**Task inputs**
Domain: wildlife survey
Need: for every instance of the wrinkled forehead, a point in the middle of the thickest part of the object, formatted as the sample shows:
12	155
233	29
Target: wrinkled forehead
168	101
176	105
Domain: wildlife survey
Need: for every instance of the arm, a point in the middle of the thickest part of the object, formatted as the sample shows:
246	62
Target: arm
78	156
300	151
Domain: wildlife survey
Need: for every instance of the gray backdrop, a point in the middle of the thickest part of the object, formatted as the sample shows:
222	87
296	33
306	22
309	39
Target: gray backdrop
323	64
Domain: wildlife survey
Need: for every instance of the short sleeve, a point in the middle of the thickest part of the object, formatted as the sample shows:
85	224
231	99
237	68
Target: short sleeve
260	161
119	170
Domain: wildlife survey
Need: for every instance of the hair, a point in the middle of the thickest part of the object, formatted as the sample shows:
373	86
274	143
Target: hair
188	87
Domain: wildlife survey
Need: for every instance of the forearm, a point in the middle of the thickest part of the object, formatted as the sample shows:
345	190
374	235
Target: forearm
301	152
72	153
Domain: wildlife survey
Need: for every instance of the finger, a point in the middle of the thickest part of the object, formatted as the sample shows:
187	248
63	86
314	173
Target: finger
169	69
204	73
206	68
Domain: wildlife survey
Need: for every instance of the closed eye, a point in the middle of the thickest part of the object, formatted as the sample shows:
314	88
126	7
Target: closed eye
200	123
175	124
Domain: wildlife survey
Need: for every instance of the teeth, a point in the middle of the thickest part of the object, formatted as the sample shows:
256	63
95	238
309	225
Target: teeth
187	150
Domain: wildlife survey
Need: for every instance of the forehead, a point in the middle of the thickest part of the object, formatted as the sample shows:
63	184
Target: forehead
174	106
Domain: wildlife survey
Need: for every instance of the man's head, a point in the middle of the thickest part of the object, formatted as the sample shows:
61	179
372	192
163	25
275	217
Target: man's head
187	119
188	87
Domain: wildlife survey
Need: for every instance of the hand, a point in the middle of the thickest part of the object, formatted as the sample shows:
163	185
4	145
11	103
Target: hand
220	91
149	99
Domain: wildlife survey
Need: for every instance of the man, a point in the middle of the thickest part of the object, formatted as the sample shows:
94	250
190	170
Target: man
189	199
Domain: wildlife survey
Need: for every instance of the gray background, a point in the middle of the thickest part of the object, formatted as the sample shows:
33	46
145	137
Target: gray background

**Exercise**
Copy out every line of the material above that contains the string "forehead". Only lines where the letters match in case count.

**Task response**
Need: for every instance of the wrinkled forehead, a point in the middle of the thickest part of the object, formatted as the sample shows:
Target: wrinkled forehead
Need: for every instance of the forehead, a point in the middle of the thickest part of the object, formatted as the sample shows:
Target: forehead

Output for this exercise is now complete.